:: GOAL OF THE EXERCISE ::
Rewrite every line of the records below as a numbered list, one line per item, omitting blank lines.
──────────────────────────────
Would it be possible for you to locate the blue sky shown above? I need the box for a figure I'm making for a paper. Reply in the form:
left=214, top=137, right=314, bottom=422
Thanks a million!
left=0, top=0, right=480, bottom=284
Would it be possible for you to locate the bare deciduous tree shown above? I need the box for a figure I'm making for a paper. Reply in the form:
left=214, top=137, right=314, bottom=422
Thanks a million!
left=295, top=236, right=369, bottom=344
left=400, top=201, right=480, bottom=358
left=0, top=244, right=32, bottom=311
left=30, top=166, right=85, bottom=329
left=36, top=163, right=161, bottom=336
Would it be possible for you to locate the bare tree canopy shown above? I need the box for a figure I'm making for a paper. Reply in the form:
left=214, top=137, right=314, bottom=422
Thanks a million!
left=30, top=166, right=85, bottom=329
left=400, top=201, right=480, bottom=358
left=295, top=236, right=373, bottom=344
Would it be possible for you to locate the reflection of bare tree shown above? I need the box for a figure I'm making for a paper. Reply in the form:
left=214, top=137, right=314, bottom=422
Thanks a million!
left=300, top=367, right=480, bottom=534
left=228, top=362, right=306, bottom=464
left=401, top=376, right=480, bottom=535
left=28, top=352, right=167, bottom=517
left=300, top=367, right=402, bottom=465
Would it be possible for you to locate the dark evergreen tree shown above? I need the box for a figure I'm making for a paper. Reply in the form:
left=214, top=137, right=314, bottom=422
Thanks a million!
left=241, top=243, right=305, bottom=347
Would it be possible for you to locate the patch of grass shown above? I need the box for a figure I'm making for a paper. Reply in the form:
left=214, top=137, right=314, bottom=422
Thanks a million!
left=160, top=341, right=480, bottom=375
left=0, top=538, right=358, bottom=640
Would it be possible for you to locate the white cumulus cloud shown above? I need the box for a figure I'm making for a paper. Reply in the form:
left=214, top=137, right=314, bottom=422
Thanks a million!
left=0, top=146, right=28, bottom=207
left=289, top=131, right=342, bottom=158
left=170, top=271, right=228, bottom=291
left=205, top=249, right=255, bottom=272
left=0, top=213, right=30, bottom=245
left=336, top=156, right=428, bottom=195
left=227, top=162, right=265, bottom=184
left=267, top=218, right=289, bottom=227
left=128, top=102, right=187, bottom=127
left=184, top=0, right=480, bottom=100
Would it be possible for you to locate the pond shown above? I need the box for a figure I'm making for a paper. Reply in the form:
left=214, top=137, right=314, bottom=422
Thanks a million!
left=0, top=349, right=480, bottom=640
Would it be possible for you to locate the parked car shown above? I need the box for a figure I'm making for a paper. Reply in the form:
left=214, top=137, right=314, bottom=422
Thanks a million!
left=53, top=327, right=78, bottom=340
──────────────────────────────
:: EXPECTED ANSWER ::
1. Would it be possible for you to locate the blue sky shown above? I need the box for a figure I'm making for a paper. Reply in the form:
2. left=214, top=137, right=314, bottom=422
3. Thanks a million!
4. left=0, top=0, right=480, bottom=284
5. Would it be possible for you to locate the bare deciduous tree shown above? I need the box for a figure I'm making for a paper. Reply in the form:
6. left=214, top=137, right=314, bottom=422
7. Thanks a million!
8. left=295, top=236, right=369, bottom=344
9. left=400, top=201, right=480, bottom=358
10. left=0, top=244, right=32, bottom=311
11. left=30, top=166, right=85, bottom=329
12. left=36, top=163, right=161, bottom=336
13. Would it be possible for you to locate the bare tree canopy shown above? I need the box for a figure I'm making for a paper. Reply in the form:
14. left=214, top=137, right=314, bottom=422
15. Thanks a million!
16. left=30, top=166, right=85, bottom=329
17. left=400, top=201, right=480, bottom=358
18. left=295, top=236, right=373, bottom=344
19. Would it be possible for you to locate the reflection of bare tree shown above? I need the box for a figure I'm making for a paper. Reply in the form:
20. left=214, top=137, right=314, bottom=422
21. Thanks a million!
22. left=300, top=367, right=480, bottom=534
23. left=228, top=362, right=306, bottom=464
24. left=401, top=376, right=480, bottom=535
25. left=28, top=352, right=167, bottom=517
26. left=300, top=367, right=402, bottom=465
27. Would it be possible for you to locate the dark evergreen tree shown above? I need the box for a figure I'm making for a paper. Reply in the form:
28. left=214, top=137, right=314, bottom=422
29. Thanks a million!
30. left=241, top=243, right=305, bottom=347
31. Would it be possible for you to locate the patch of grass shown above? I need the box for a figure I'm making for a paper. Reply in the form:
32. left=214, top=137, right=314, bottom=422
33. Thanks a million!
34. left=160, top=341, right=480, bottom=375
35. left=0, top=538, right=358, bottom=640
36. Would it be possible for you to locate the white cumulus cloud shown above? I need the box for a figure I'm making for a paper. Reply in the form:
37. left=214, top=137, right=314, bottom=422
38. Thanks a million!
39. left=0, top=146, right=28, bottom=207
40. left=289, top=131, right=342, bottom=158
41. left=170, top=271, right=228, bottom=291
42. left=205, top=249, right=255, bottom=272
43. left=0, top=213, right=30, bottom=245
44. left=336, top=156, right=428, bottom=195
45. left=227, top=162, right=265, bottom=184
46. left=267, top=218, right=289, bottom=227
47. left=128, top=102, right=187, bottom=127
48. left=184, top=0, right=480, bottom=100
49. Would it be possible for you to locate the pond shown above? I need the box for a figure I'm making for a paper. Reply in the form:
50. left=214, top=137, right=314, bottom=422
51. Thanks a million!
52. left=0, top=349, right=480, bottom=640
53. Would it be possible for you to locate the parked car shown above? I need the box for a figure I'm making for a paper. Reply in the form:
54. left=214, top=137, right=314, bottom=422
55. Thanks a million!
56. left=53, top=327, right=78, bottom=340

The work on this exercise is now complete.